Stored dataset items
::::::::

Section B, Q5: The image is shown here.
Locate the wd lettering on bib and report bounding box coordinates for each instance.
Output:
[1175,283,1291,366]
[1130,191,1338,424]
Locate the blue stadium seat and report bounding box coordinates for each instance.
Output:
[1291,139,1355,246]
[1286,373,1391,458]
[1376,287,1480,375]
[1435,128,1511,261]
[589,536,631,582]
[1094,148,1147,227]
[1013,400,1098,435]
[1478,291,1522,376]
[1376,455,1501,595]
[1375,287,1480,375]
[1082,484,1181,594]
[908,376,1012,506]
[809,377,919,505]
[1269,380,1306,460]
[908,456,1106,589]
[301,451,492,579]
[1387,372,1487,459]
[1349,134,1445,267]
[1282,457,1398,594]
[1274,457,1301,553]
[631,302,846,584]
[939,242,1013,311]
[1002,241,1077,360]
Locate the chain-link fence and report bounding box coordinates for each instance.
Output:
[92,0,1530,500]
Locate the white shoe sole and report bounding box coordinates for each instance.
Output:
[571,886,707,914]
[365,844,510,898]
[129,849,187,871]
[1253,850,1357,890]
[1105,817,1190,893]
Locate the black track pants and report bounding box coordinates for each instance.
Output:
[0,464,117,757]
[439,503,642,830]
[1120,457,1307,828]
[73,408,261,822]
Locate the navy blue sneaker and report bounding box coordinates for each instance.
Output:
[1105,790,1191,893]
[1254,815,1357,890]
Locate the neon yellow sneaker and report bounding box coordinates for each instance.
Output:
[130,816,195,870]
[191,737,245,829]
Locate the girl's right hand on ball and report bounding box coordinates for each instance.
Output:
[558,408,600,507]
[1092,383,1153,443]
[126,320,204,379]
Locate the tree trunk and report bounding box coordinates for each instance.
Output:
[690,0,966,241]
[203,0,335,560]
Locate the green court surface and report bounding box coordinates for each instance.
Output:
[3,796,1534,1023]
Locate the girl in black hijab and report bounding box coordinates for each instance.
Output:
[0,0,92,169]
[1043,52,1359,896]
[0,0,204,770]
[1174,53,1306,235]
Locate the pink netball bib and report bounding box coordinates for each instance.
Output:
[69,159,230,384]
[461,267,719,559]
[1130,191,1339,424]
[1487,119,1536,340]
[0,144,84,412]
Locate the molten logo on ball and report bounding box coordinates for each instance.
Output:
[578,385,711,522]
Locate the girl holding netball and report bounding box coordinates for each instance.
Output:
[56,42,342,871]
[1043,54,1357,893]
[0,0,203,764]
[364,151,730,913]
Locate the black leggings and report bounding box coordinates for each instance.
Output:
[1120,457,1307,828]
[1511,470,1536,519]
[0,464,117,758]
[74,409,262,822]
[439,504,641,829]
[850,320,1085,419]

::::::::

Work request - Your response should be an exact copy of all the records.

Solution to this task -
Section B, Q5: The image is shown here.
Locate the wd lettering on bib and report bounding box coordinates for each instance.
Output:
[1175,283,1291,366]
[1130,191,1338,424]
Locate the blue stadium seat and report bounding box coordinates for each instance.
Output:
[1291,139,1355,246]
[1286,373,1391,458]
[1376,287,1480,375]
[1435,128,1511,261]
[589,536,631,582]
[1094,148,1147,227]
[1013,400,1098,435]
[1478,291,1522,376]
[1376,455,1501,595]
[1375,287,1480,375]
[1082,484,1181,594]
[908,376,1012,506]
[809,377,919,505]
[1269,380,1306,460]
[908,456,1106,589]
[301,451,492,579]
[1387,372,1487,459]
[1349,134,1445,267]
[1282,457,1398,594]
[1274,457,1301,553]
[631,302,846,584]
[939,242,1013,311]
[1002,241,1077,360]
Locate the chain-link fence and report bounding box coordinates for each instance.
Output:
[92,0,1530,500]
Locate the white shoe sole and report bounding box coordinates for each instance.
Output:
[571,886,707,914]
[365,844,510,898]
[129,849,187,871]
[1253,850,1357,890]
[1105,817,1190,893]
Locate the black track pants and report bounding box coordinates for each instance.
Output:
[0,464,117,757]
[439,503,642,830]
[1120,457,1307,828]
[73,408,261,822]
Locate the navy blue sneaker and report bounding box coordinates for each instance.
Output:
[1105,790,1191,893]
[1254,815,1357,890]
Locate the neon yellow sneaker and report bounding box coordinates for each instance.
Output:
[130,816,195,870]
[191,737,245,829]
Locate the girl's right hand on ball and report bounding box coordinates for each instance.
Output:
[558,408,600,507]
[1092,383,1153,443]
[126,320,204,379]
Locate the tree trunk and report bounding box coordinates for each instance.
Output:
[690,0,966,241]
[203,0,335,560]
Locate the green court surface and report bounding box coordinates for each instance.
Output:
[3,796,1534,1023]
Locate the girl in black hijab and report bounding box coordinates for each instance.
Output:
[0,0,92,169]
[1043,52,1359,896]
[0,0,204,770]
[1174,53,1306,235]
Locate the pink netball bib and report bounding box coordinates for each instance.
Output:
[69,159,230,384]
[461,267,719,559]
[1130,191,1339,424]
[1487,119,1536,340]
[0,144,84,412]
Locate the molten logo on ball and report bounding box coordinates for each instance.
Output:
[578,385,711,522]
Locate the girl holding netball and report bounding box coordinates for each instance.
Output:
[56,42,342,871]
[1043,54,1357,893]
[0,0,203,764]
[364,151,730,913]
Locate the black leggings and report bounding box coordinates for each instance.
Output:
[1120,457,1307,828]
[1511,470,1536,519]
[0,464,117,758]
[74,409,262,822]
[439,504,641,829]
[850,320,1085,419]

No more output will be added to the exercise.